Natural-language object grounding data
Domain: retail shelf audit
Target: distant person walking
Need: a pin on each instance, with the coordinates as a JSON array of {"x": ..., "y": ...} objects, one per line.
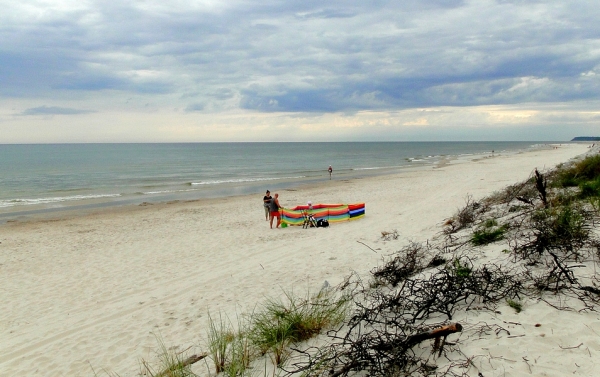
[
  {"x": 267, "y": 203},
  {"x": 274, "y": 207}
]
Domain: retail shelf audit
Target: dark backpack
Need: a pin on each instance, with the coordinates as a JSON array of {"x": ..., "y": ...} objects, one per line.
[{"x": 322, "y": 223}]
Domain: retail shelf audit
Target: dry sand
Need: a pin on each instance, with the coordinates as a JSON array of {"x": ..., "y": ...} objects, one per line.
[{"x": 95, "y": 290}]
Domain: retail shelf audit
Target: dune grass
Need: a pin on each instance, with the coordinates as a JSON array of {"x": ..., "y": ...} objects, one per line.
[{"x": 271, "y": 329}]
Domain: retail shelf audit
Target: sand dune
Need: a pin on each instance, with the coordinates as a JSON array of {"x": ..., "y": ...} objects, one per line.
[{"x": 94, "y": 290}]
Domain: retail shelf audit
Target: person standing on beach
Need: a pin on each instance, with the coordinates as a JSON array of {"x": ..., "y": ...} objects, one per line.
[
  {"x": 267, "y": 204},
  {"x": 274, "y": 207}
]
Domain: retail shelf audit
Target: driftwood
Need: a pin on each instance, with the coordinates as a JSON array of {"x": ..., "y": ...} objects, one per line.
[
  {"x": 443, "y": 331},
  {"x": 437, "y": 334}
]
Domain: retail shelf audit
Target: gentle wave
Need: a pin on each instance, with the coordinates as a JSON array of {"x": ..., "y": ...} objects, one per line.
[
  {"x": 242, "y": 180},
  {"x": 18, "y": 202}
]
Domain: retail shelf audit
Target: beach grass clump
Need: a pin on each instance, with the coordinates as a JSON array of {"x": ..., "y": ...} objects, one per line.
[
  {"x": 281, "y": 322},
  {"x": 515, "y": 305},
  {"x": 460, "y": 269},
  {"x": 220, "y": 336},
  {"x": 485, "y": 235},
  {"x": 563, "y": 228}
]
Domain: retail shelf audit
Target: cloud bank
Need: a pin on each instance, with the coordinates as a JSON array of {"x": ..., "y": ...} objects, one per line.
[{"x": 204, "y": 58}]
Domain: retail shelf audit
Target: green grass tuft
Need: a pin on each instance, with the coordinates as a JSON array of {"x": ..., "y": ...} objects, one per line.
[
  {"x": 281, "y": 322},
  {"x": 487, "y": 235},
  {"x": 515, "y": 305}
]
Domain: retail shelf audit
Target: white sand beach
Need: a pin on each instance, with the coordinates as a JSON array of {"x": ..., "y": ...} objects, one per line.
[{"x": 94, "y": 290}]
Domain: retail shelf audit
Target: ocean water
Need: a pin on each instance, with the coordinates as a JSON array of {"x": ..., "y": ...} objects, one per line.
[{"x": 53, "y": 177}]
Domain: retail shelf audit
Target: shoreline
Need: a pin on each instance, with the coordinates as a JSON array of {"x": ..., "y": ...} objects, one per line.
[
  {"x": 84, "y": 207},
  {"x": 97, "y": 289},
  {"x": 44, "y": 206}
]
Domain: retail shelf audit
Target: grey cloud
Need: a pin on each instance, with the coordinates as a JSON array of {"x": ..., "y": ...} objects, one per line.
[
  {"x": 310, "y": 56},
  {"x": 194, "y": 107},
  {"x": 54, "y": 110}
]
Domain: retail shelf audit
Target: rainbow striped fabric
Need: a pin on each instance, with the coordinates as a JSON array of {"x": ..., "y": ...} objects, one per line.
[{"x": 333, "y": 213}]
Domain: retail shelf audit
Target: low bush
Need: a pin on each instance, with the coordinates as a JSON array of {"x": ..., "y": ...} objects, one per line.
[
  {"x": 487, "y": 235},
  {"x": 279, "y": 323}
]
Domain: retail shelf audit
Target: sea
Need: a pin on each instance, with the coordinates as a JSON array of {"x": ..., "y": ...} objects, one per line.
[{"x": 46, "y": 178}]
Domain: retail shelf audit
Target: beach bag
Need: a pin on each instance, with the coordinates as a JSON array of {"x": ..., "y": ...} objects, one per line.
[{"x": 322, "y": 223}]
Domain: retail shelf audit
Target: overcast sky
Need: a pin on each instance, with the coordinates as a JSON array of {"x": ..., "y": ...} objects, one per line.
[{"x": 298, "y": 70}]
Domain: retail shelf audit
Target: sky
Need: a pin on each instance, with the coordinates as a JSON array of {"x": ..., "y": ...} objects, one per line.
[{"x": 298, "y": 70}]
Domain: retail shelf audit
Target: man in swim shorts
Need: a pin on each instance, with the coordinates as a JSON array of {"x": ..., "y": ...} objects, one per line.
[{"x": 274, "y": 207}]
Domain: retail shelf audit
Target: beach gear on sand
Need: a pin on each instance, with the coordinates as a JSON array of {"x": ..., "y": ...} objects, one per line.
[{"x": 333, "y": 213}]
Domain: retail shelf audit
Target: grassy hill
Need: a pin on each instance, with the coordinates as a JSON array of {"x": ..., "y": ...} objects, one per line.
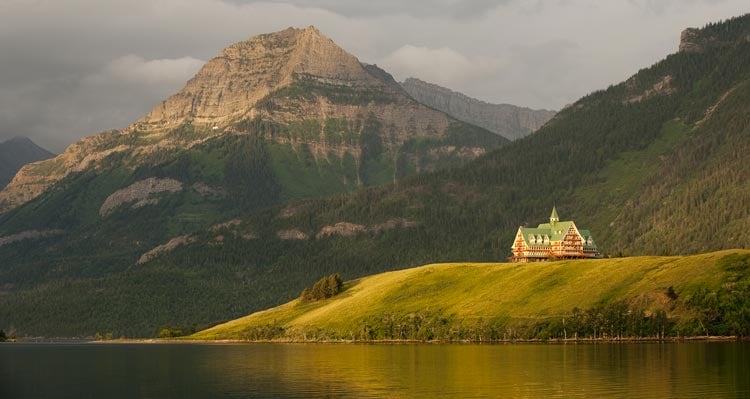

* The problem
From the first line of the entries above down to the line holding "Target: driftwood", quote each line exactly and nothing else, skipping pictures.

* Answer box
Domain: retail shelf audit
Target: distant person walking
Need: a pin on each instance, with the coordinates as a JSON array of {"x": ..., "y": ...} objects, one per line.
[
  {"x": 267, "y": 203},
  {"x": 274, "y": 207}
]
Domain: retail shelf audit
Target: dark backpack
Need: a pin on each instance, with the coordinates as a JSON array of {"x": ..., "y": ...} objects, one per line.
[{"x": 322, "y": 223}]
Domain: retail shelf audit
Target: dry sand
Need: a pin on each instance, with the coordinates as a JSON array of {"x": ..., "y": ...} objects, one per line.
[{"x": 95, "y": 290}]
Domain: retail shelf audit
Target: dune grass
Need: a pin on each instance, with the coordinates as a JSON array of {"x": ..., "y": ...} objects, one per line.
[{"x": 271, "y": 329}]
Domain: retail shelf audit
Target: sand dune
Need: a pin on each instance, with the coordinates as a JSON array of {"x": ..., "y": ...} objects, one per line.
[{"x": 94, "y": 290}]
Domain: retail shelf audit
Target: person standing on beach
Need: a pin on each instance, with the coordinates as a JSON array of {"x": ..., "y": ...} objects, one per line.
[
  {"x": 267, "y": 204},
  {"x": 274, "y": 207}
]
Domain: retail shelf audit
Target: driftwood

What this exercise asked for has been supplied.